PROBLEM STATEMENT: Transcribe the material below without any alteration, reproducing every line in its original order, but omit the pictures.

DATA SUPPLIED:

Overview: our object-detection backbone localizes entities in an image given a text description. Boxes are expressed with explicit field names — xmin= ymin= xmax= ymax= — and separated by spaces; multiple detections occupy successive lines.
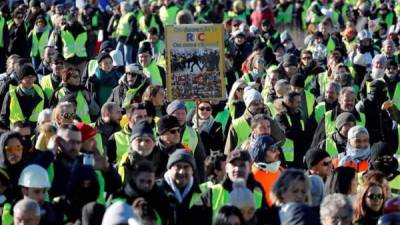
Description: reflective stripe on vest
xmin=325 ymin=110 xmax=365 ymax=137
xmin=114 ymin=131 xmax=130 ymax=163
xmin=215 ymin=108 xmax=229 ymax=134
xmin=9 ymin=84 xmax=44 ymax=125
xmin=211 ymin=184 xmax=263 ymax=218
xmin=58 ymin=89 xmax=91 ymax=124
xmin=304 ymin=91 xmax=315 ymax=117
xmin=143 ymin=60 xmax=163 ymax=86
xmin=31 ymin=29 xmax=50 ymax=59
xmin=61 ymin=30 xmax=87 ymax=59
xmin=314 ymin=102 xmax=326 ymax=123
xmin=232 ymin=116 xmax=251 ymax=146
xmin=1 ymin=203 xmax=14 ymax=225
xmin=282 ymin=114 xmax=304 ymax=162
xmin=325 ymin=137 xmax=339 ymax=158
xmin=181 ymin=126 xmax=199 ymax=154
xmin=88 ymin=59 xmax=99 ymax=77
xmin=96 ymin=170 xmax=106 ymax=205
xmin=117 ymin=12 xmax=133 ymax=37
xmin=0 ymin=16 xmax=6 ymax=48
xmin=114 ymin=152 xmax=128 ymax=184
xmin=40 ymin=74 xmax=54 ymax=99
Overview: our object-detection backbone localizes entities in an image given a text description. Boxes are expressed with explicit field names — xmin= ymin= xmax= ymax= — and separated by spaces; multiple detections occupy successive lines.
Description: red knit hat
xmin=75 ymin=122 xmax=97 ymax=142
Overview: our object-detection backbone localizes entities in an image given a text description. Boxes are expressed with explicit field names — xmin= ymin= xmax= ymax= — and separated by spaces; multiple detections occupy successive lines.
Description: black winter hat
xmin=138 ymin=41 xmax=153 ymax=55
xmin=130 ymin=120 xmax=154 ymax=141
xmin=18 ymin=64 xmax=37 ymax=80
xmin=335 ymin=112 xmax=356 ymax=130
xmin=304 ymin=148 xmax=329 ymax=169
xmin=167 ymin=149 xmax=196 ymax=170
xmin=97 ymin=52 xmax=112 ymax=63
xmin=283 ymin=54 xmax=298 ymax=67
xmin=157 ymin=115 xmax=180 ymax=134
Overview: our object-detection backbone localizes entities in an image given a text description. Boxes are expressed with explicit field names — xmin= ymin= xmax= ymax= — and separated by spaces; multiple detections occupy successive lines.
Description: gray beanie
xmin=167 ymin=148 xmax=196 ymax=170
xmin=347 ymin=126 xmax=369 ymax=140
xmin=242 ymin=87 xmax=264 ymax=107
xmin=167 ymin=100 xmax=186 ymax=115
xmin=336 ymin=112 xmax=356 ymax=130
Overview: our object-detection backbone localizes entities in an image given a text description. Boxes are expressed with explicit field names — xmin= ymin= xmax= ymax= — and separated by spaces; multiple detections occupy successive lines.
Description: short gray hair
xmin=319 ymin=193 xmax=353 ymax=222
xmin=14 ymin=198 xmax=40 ymax=217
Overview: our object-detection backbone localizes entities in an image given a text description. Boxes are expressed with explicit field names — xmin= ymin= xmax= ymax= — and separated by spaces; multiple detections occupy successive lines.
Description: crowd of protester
xmin=0 ymin=0 xmax=400 ymax=225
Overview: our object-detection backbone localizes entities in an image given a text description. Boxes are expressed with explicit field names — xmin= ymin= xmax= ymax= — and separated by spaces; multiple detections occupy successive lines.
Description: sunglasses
xmin=199 ymin=107 xmax=211 ymax=112
xmin=168 ymin=129 xmax=180 ymax=134
xmin=61 ymin=113 xmax=76 ymax=120
xmin=367 ymin=194 xmax=384 ymax=201
xmin=322 ymin=161 xmax=332 ymax=166
xmin=5 ymin=145 xmax=24 ymax=153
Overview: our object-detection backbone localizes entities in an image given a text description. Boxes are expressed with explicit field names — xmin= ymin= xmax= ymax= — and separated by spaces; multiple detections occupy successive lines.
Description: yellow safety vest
xmin=181 ymin=126 xmax=199 ymax=154
xmin=88 ymin=59 xmax=99 ymax=77
xmin=282 ymin=114 xmax=305 ymax=162
xmin=391 ymin=83 xmax=400 ymax=108
xmin=116 ymin=12 xmax=133 ymax=37
xmin=143 ymin=60 xmax=164 ymax=86
xmin=325 ymin=110 xmax=365 ymax=137
xmin=9 ymin=84 xmax=44 ymax=125
xmin=31 ymin=29 xmax=50 ymax=59
xmin=61 ymin=30 xmax=88 ymax=59
xmin=58 ymin=88 xmax=92 ymax=124
xmin=232 ymin=116 xmax=251 ymax=146
xmin=314 ymin=102 xmax=326 ymax=123
xmin=211 ymin=184 xmax=263 ymax=219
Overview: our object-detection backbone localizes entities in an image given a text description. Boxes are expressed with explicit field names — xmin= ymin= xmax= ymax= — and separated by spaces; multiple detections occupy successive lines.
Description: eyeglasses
xmin=377 ymin=155 xmax=393 ymax=162
xmin=199 ymin=107 xmax=211 ymax=112
xmin=322 ymin=161 xmax=332 ymax=166
xmin=5 ymin=145 xmax=24 ymax=153
xmin=367 ymin=194 xmax=384 ymax=201
xmin=61 ymin=113 xmax=76 ymax=120
xmin=168 ymin=129 xmax=180 ymax=134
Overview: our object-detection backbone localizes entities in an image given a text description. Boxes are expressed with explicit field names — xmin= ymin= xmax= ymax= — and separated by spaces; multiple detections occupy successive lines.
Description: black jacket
xmin=113 ymin=180 xmax=173 ymax=225
xmin=275 ymin=106 xmax=309 ymax=168
xmin=160 ymin=176 xmax=201 ymax=225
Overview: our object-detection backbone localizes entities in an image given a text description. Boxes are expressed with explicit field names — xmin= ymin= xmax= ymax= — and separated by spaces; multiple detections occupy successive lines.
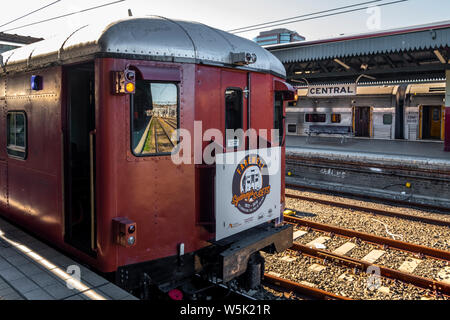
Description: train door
xmin=354 ymin=107 xmax=371 ymax=138
xmin=64 ymin=63 xmax=96 ymax=255
xmin=273 ymin=92 xmax=286 ymax=145
xmin=421 ymin=106 xmax=442 ymax=140
xmin=221 ymin=71 xmax=251 ymax=148
xmin=0 ymin=77 xmax=8 ymax=211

EXERCISE OUTPUT:
Overview: our object-detection backbone localizes entities in an image given a text description. Boxes are expressed with explicit field names — xmin= ymin= xmax= ymax= — and separated by spaces; multiple detections occupy successive lines.
Description: reflective stripe on vest
xmin=325 ymin=110 xmax=365 ymax=137
xmin=114 ymin=131 xmax=130 ymax=163
xmin=215 ymin=108 xmax=229 ymax=134
xmin=9 ymin=84 xmax=44 ymax=125
xmin=211 ymin=184 xmax=263 ymax=218
xmin=58 ymin=89 xmax=91 ymax=124
xmin=304 ymin=91 xmax=315 ymax=117
xmin=143 ymin=60 xmax=163 ymax=86
xmin=31 ymin=29 xmax=50 ymax=59
xmin=61 ymin=30 xmax=87 ymax=59
xmin=314 ymin=102 xmax=326 ymax=123
xmin=232 ymin=116 xmax=251 ymax=146
xmin=1 ymin=203 xmax=14 ymax=225
xmin=282 ymin=114 xmax=304 ymax=162
xmin=325 ymin=137 xmax=339 ymax=158
xmin=181 ymin=126 xmax=199 ymax=154
xmin=88 ymin=59 xmax=99 ymax=77
xmin=96 ymin=170 xmax=106 ymax=205
xmin=117 ymin=12 xmax=133 ymax=37
xmin=0 ymin=16 xmax=6 ymax=48
xmin=114 ymin=152 xmax=128 ymax=184
xmin=40 ymin=74 xmax=54 ymax=99
Overview: our object-detection backbone localizes entities in an image given a text description. Boxes are expressed with explicit field names — xmin= ymin= xmax= ymax= — and separated by spaces; multiple detections occupy successive lines.
Description: red knit hat
xmin=75 ymin=122 xmax=97 ymax=142
Overview: our object-detection backbone localizes entities in an image given a text description. Boxes are expressed with explicit field names — xmin= ymin= xmax= ymax= — and separated by spaces; multiple detections occupy successive lines.
Description: black winter hat
xmin=138 ymin=41 xmax=153 ymax=55
xmin=130 ymin=120 xmax=154 ymax=141
xmin=18 ymin=64 xmax=37 ymax=80
xmin=335 ymin=112 xmax=356 ymax=130
xmin=304 ymin=148 xmax=329 ymax=169
xmin=167 ymin=149 xmax=196 ymax=170
xmin=97 ymin=52 xmax=112 ymax=63
xmin=283 ymin=54 xmax=298 ymax=67
xmin=157 ymin=115 xmax=180 ymax=134
Overview: our object-detection backbone localizes entities in an image given a text description. Boxes are expressed with explicit field names — xmin= ymin= xmax= ymax= — and separated by spaces; multiple detections occupy successive lines.
Description: gray beanie
xmin=167 ymin=148 xmax=196 ymax=170
xmin=347 ymin=126 xmax=369 ymax=140
xmin=242 ymin=87 xmax=264 ymax=107
xmin=167 ymin=100 xmax=186 ymax=115
xmin=336 ymin=112 xmax=356 ymax=130
Overview: our object-detection backbone localizes entities in an image given a text description. Boxes are expressed with explicit field names — xmin= ymin= xmax= ymax= — and separated by spaces; multiple detections occupy successive lines.
Description: short gray hair
xmin=319 ymin=193 xmax=353 ymax=222
xmin=14 ymin=198 xmax=40 ymax=217
Overview: our object-detection backbone localizes entities in an image given a text description. Boxes are expressed with explicit field names — xmin= ymin= xmax= ymax= — and separated by spaces; multiple detections occupy successive lines.
Description: crowd of protester
xmin=0 ymin=0 xmax=400 ymax=225
Overview: our object-detection backbone localizes entities in an image given a text description. Boxes are expressed with explicit field names — xmin= ymin= xmax= ymax= — and separated by spaces; multiple detections occupy successive lines.
Description: sunglasses
xmin=199 ymin=107 xmax=211 ymax=112
xmin=168 ymin=129 xmax=180 ymax=134
xmin=61 ymin=113 xmax=76 ymax=120
xmin=367 ymin=194 xmax=384 ymax=201
xmin=322 ymin=161 xmax=332 ymax=166
xmin=5 ymin=145 xmax=24 ymax=153
Overview: our object-detection backbone localizes entities in an image given a text description. Boxes are expressed with explicit field names — xmin= ymin= xmax= ymax= — and separated by spaces; multiple detections occupy successive lines.
Description: yellow safety vest
xmin=181 ymin=126 xmax=199 ymax=154
xmin=88 ymin=59 xmax=99 ymax=77
xmin=282 ymin=114 xmax=305 ymax=162
xmin=391 ymin=83 xmax=400 ymax=108
xmin=116 ymin=12 xmax=133 ymax=37
xmin=143 ymin=60 xmax=164 ymax=86
xmin=325 ymin=110 xmax=365 ymax=137
xmin=9 ymin=84 xmax=44 ymax=125
xmin=31 ymin=29 xmax=50 ymax=59
xmin=61 ymin=30 xmax=88 ymax=59
xmin=58 ymin=88 xmax=92 ymax=124
xmin=232 ymin=116 xmax=251 ymax=146
xmin=314 ymin=102 xmax=326 ymax=123
xmin=211 ymin=184 xmax=263 ymax=219
Overview: our object-detection backbone localizes entities in an image given a text description. Boxes are expressed with explicit field names — xmin= ymin= xmax= ymax= — and separated by spaces; multiple detections occupy successive lines.
Description: eyeglasses
xmin=377 ymin=155 xmax=393 ymax=162
xmin=199 ymin=107 xmax=211 ymax=112
xmin=322 ymin=161 xmax=332 ymax=166
xmin=5 ymin=145 xmax=24 ymax=153
xmin=367 ymin=194 xmax=384 ymax=201
xmin=61 ymin=113 xmax=76 ymax=120
xmin=168 ymin=129 xmax=180 ymax=134
Overview: our object-detection backbone localizes entities in an image given a text description. Boxes are expressed with explicit field names — xmin= ymin= xmax= ymax= — and separated by spaces; multiple detections occupy successive lines.
Description: black jacket
xmin=113 ymin=180 xmax=173 ymax=225
xmin=275 ymin=106 xmax=309 ymax=168
xmin=160 ymin=176 xmax=201 ymax=225
Overview: our object-detection backbone localizes entities in an image given a text description. Boxes are expressed with explicit field names — xmin= ymin= xmax= ymax= — and separated by spaces; multiple detections occupy successive lines.
Description: train door
xmin=354 ymin=107 xmax=371 ymax=138
xmin=64 ymin=63 xmax=96 ymax=255
xmin=273 ymin=92 xmax=286 ymax=145
xmin=421 ymin=106 xmax=442 ymax=140
xmin=221 ymin=71 xmax=251 ymax=148
xmin=0 ymin=77 xmax=8 ymax=211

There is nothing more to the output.